> _PROBLEM_
Write out every entry in full. Leave nothing out.

> _Point-per-instance localization data_
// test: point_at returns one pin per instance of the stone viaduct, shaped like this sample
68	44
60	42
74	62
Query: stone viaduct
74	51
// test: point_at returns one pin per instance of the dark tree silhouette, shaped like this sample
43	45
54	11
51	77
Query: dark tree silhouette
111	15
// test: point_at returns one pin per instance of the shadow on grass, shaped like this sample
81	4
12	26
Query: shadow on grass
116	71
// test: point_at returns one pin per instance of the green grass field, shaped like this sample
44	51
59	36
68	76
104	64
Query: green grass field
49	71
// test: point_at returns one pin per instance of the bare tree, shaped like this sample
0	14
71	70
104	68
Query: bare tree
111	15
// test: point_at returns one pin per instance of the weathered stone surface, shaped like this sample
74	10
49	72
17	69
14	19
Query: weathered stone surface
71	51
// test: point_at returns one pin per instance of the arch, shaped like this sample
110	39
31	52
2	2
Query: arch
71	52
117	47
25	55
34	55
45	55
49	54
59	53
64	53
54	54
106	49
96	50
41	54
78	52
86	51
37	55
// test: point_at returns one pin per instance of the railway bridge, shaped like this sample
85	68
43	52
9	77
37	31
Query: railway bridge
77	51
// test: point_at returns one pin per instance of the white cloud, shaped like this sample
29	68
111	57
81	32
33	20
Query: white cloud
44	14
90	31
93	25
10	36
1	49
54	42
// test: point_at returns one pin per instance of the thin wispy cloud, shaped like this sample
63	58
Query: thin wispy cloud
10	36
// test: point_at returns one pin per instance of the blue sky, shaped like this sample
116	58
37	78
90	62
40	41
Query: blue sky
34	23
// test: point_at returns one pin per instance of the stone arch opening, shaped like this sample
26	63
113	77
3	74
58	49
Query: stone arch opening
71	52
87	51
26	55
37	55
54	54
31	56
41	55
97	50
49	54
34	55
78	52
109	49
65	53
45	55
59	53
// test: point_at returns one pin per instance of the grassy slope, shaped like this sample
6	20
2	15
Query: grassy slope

> _THE COMPLETED TASK_
// test: point_at returns one pin per instance of the stone viaduct, shaped like this sample
68	44
60	42
74	62
Query: stone viaduct
74	51
// test: point_at returns one pin per instance of the dark tree silhouette, shaped like this sample
43	45
54	11
51	77
Query: dark tree silhouette
111	15
// test: point_at returns one pin per instance of the shadow on grass, shaped like this sample
81	4
12	26
Query: shadow on grass
116	71
// test: point_at returns one pin per instance of the green grass field, shaped like this sample
44	51
59	36
68	76
104	64
Query: green grass field
49	71
// test: point_at returns one pin per instance of the bare tree, shaped like this sample
0	14
71	70
104	68
Query: bare tree
111	15
// test: point_at returns one pin per instance of the weathered stone surface, shaped like this sample
74	10
49	72
17	69
14	19
Query: weathered stone surface
71	51
// test: point_at returns one pin per instance of the arch, shaped like this sample
110	39
31	52
2	2
Query: arch
71	52
117	47
25	55
34	55
45	55
49	54
59	53
64	53
54	54
106	49
96	50
41	54
78	52
86	51
37	55
// test: point_at returns one pin per instance of the railway bridge, shaped like this sample
85	68
43	52
9	77
37	31
Query: railway bridge
77	51
// test: point_at returns one pin per instance of the white cloud, shaped like this sample
29	68
111	57
81	32
33	20
Query: white cloud
44	14
90	31
93	25
10	36
1	49
54	42
// test: point_at returns one pin per instance of the thin wispy cloud, shaped like this sample
63	58
Query: thin wispy cloud
10	36
// test: point_at returns one pin per instance of the blue sky, shaped like this sample
116	58
37	78
90	62
40	41
Query: blue sky
34	23
// test: point_at returns one pin per instance of the stone arch opening, shaped like this sample
26	63
113	77
3	74
58	49
Query: stone arch opening
71	52
87	51
26	55
37	55
54	54
31	56
41	55
97	50
49	54
34	55
78	52
109	49
65	53
45	55
59	53
// test: point_at returns one pin per instance of the grassy slope, shaped like this sample
6	20
2	15
Query: grassy slope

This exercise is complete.